* _What to work on_
Beneath this task are records; print exactly the stretch of them from the line with "For the trial run, indicate each instance of the floral" through the line with "x=112 y=155", both ends included.

* _Supplied information_
--*--

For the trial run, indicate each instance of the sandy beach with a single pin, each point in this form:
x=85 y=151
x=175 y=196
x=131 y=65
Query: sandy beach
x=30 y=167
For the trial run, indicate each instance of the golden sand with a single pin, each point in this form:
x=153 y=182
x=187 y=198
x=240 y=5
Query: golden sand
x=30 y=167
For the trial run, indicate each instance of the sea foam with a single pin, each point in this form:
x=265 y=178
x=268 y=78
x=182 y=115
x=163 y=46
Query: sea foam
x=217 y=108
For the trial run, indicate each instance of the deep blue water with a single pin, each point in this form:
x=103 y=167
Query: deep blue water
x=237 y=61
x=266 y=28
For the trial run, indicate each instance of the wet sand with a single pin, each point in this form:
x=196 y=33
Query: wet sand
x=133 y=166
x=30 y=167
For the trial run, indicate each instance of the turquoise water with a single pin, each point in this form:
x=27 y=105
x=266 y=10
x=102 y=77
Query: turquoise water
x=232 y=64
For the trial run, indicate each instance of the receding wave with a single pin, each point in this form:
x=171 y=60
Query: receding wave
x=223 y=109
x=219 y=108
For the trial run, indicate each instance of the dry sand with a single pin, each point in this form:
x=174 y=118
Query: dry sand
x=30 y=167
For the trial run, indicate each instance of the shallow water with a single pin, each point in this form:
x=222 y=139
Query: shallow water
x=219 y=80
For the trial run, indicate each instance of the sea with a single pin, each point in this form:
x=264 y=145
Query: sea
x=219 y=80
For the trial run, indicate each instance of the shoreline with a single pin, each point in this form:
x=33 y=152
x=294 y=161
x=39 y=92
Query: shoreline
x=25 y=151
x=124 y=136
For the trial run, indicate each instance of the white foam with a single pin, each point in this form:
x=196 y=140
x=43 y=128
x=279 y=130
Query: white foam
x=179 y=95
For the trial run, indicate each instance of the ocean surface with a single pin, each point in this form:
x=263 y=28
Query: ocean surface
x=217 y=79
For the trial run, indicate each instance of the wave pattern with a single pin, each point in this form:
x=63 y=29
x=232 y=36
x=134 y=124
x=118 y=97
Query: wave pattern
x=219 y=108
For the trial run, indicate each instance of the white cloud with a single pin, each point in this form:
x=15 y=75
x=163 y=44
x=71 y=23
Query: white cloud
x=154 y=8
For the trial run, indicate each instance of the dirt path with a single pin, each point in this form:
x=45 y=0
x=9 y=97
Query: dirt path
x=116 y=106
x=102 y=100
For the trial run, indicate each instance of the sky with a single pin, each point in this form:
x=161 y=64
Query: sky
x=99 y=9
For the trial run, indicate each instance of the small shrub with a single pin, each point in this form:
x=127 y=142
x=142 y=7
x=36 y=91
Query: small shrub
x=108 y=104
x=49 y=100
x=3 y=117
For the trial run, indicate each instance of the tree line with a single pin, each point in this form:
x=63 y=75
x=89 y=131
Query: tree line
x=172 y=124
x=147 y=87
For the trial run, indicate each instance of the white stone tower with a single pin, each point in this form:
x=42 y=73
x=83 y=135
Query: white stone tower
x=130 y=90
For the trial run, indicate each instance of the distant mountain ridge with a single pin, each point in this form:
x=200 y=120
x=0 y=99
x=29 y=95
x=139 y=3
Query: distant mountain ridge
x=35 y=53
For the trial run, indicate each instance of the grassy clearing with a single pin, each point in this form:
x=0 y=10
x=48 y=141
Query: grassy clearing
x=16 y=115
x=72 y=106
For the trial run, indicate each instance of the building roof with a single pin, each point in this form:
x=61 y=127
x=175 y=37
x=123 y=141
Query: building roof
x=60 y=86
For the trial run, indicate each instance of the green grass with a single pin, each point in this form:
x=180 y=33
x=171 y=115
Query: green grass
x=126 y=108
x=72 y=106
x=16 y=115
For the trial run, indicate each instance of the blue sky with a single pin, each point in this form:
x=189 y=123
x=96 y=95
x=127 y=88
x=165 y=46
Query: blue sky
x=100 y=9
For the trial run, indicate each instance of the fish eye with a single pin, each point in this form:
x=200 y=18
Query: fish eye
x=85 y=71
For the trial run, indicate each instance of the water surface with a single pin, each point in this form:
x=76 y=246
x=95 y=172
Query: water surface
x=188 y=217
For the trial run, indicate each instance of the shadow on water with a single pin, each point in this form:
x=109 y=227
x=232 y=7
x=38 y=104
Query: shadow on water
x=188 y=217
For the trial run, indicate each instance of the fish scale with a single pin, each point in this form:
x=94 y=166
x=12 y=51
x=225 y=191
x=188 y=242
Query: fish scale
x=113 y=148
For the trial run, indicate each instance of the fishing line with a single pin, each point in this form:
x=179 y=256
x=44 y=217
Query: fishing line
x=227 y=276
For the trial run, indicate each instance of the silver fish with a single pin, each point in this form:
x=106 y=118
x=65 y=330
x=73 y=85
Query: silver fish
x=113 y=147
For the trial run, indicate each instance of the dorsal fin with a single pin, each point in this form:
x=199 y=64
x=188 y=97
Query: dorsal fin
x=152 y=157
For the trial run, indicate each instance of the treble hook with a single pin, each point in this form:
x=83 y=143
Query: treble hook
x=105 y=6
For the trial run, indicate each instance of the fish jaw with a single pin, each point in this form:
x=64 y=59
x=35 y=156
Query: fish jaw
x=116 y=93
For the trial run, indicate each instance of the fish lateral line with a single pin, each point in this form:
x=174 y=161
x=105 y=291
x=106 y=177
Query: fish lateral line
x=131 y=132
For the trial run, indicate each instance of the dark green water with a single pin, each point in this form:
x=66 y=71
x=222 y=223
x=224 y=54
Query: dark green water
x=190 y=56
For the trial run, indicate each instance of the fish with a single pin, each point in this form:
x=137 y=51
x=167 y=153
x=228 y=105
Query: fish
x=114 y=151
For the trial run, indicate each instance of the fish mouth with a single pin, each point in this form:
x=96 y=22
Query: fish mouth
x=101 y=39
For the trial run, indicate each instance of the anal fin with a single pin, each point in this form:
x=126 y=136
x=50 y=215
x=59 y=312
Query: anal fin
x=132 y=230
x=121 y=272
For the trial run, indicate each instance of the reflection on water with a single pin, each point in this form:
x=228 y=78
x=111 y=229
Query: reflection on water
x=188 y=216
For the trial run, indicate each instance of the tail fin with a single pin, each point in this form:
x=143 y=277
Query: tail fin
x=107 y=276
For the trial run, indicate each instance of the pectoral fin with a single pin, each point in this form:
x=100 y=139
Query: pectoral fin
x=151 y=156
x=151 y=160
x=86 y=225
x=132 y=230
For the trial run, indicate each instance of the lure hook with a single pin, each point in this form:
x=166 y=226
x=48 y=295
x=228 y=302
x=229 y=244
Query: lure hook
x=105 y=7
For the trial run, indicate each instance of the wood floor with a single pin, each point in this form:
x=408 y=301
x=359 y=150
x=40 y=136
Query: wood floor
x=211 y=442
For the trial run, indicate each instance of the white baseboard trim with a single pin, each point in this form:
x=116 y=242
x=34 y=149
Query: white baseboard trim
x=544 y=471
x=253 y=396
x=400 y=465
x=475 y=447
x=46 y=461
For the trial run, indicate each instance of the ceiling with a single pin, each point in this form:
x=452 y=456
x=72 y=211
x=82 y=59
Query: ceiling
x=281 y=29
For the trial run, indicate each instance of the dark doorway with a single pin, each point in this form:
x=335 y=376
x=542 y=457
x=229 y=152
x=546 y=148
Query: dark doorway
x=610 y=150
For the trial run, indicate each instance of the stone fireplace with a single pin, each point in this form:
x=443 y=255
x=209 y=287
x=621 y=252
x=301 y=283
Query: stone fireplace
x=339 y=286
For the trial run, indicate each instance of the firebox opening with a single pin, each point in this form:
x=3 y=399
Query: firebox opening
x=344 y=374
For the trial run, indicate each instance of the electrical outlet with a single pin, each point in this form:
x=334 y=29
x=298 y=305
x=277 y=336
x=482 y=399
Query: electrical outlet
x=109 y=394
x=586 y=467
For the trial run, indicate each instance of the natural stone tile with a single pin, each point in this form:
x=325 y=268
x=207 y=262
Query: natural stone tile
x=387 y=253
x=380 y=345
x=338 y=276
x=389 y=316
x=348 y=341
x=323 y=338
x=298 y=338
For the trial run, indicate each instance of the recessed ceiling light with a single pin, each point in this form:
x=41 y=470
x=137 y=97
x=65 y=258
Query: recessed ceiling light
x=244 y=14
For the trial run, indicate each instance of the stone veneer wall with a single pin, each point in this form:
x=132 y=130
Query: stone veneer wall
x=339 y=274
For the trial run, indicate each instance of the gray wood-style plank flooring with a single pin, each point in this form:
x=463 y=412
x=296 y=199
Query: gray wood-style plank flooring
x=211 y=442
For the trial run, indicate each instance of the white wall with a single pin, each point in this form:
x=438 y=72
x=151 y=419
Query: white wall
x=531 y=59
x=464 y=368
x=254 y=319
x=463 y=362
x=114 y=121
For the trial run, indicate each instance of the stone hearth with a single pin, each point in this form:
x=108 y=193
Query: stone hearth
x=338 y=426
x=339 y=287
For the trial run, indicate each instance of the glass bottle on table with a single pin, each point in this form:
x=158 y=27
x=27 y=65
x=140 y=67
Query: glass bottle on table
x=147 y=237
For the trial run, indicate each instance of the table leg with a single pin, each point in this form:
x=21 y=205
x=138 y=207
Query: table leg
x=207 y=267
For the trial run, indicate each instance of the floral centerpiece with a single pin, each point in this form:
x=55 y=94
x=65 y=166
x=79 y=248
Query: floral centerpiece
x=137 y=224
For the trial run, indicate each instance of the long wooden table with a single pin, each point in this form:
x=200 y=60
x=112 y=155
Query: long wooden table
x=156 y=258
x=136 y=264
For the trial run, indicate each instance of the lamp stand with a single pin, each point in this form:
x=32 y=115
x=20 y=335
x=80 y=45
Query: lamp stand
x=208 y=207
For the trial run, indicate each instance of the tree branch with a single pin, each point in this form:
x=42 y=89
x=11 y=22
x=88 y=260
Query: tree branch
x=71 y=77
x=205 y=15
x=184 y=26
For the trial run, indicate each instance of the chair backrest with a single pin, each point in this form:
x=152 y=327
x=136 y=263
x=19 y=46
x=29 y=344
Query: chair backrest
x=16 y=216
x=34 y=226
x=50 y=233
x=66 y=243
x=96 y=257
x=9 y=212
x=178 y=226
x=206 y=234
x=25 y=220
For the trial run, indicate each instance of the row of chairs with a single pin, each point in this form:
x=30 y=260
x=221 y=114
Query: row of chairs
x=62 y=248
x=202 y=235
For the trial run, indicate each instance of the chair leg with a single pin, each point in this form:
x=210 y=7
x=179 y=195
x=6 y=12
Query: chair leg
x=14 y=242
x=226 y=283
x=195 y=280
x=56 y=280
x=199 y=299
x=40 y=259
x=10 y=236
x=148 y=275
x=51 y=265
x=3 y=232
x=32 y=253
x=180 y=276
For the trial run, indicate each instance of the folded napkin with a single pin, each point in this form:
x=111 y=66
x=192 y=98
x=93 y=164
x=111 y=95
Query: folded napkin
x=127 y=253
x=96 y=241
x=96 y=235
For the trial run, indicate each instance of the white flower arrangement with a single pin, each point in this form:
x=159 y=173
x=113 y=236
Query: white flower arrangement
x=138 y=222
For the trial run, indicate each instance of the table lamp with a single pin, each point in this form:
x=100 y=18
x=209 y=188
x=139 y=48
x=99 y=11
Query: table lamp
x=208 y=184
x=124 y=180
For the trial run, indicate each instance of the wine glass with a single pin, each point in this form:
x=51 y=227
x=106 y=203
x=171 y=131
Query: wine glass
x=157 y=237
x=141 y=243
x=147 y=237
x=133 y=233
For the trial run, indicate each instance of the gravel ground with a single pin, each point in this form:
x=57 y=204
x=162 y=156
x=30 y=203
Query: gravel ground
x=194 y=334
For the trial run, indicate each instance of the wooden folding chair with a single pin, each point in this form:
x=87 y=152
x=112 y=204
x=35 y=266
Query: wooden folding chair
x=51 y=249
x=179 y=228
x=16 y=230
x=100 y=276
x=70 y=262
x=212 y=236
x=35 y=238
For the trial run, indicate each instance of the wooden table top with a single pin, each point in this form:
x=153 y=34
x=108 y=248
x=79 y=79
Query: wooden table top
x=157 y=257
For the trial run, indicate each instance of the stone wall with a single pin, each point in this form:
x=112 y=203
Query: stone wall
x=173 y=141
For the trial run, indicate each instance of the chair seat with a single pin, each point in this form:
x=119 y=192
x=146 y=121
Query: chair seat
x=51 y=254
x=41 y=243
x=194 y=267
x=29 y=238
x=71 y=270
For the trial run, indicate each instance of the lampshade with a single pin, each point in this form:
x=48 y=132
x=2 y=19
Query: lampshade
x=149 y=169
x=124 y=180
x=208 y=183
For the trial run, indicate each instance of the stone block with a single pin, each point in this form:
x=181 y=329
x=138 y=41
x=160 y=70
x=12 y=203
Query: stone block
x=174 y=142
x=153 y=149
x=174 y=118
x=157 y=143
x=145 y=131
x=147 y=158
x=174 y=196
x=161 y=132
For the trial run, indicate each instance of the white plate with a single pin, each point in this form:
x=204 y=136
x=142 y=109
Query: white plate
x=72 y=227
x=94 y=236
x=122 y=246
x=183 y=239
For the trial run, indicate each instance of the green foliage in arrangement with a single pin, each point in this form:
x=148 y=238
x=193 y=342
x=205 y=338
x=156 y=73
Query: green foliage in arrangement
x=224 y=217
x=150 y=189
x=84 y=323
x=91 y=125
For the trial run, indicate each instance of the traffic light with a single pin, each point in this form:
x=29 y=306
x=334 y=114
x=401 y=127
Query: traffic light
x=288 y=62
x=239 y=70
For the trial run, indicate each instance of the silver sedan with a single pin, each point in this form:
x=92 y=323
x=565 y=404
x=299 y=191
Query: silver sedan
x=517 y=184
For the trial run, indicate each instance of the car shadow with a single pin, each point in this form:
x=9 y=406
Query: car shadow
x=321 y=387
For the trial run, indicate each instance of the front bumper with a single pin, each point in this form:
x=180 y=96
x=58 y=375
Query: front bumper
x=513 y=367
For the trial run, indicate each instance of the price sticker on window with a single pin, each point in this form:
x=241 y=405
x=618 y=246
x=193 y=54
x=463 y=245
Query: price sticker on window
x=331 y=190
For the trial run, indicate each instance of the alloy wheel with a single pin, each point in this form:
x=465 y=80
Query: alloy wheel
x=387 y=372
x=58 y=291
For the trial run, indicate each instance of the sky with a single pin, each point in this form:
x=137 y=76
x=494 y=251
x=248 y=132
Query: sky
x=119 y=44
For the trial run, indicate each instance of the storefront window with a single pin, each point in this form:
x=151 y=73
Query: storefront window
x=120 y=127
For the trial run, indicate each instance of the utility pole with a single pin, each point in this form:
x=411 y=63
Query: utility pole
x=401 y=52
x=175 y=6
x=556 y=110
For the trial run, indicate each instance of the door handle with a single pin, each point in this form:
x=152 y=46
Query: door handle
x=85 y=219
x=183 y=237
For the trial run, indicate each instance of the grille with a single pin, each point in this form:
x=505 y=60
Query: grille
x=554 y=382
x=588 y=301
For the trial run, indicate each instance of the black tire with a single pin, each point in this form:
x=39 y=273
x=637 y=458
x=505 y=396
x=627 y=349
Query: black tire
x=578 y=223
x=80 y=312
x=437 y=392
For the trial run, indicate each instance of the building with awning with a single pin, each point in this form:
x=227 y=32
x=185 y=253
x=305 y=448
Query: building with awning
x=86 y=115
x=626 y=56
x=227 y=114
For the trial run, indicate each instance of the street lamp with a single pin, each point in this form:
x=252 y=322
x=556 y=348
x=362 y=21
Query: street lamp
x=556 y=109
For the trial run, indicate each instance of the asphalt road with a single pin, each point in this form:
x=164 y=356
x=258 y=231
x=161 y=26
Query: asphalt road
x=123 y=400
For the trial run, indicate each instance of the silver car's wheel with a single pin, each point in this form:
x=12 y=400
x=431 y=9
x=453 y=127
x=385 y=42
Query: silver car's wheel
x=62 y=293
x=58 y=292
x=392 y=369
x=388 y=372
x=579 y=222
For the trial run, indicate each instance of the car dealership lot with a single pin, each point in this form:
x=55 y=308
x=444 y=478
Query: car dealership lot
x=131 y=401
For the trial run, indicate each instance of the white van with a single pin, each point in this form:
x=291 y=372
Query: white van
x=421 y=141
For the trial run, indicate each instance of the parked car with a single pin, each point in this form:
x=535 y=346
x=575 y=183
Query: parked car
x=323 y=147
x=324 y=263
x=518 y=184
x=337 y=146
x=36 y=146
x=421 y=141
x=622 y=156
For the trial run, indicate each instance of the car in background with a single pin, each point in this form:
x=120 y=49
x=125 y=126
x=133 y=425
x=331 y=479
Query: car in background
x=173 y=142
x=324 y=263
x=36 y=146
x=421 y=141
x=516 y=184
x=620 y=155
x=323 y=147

--*--

* _Result of the exercise_
For the trial run, indicate each instance of the floral centerpiece with a single pin, each point in this form:
x=55 y=94
x=65 y=166
x=79 y=248
Query: floral centerpiece
x=137 y=224
For the trial run, indicate each instance of the long wooden table with a single pin, each point in this form:
x=200 y=60
x=112 y=155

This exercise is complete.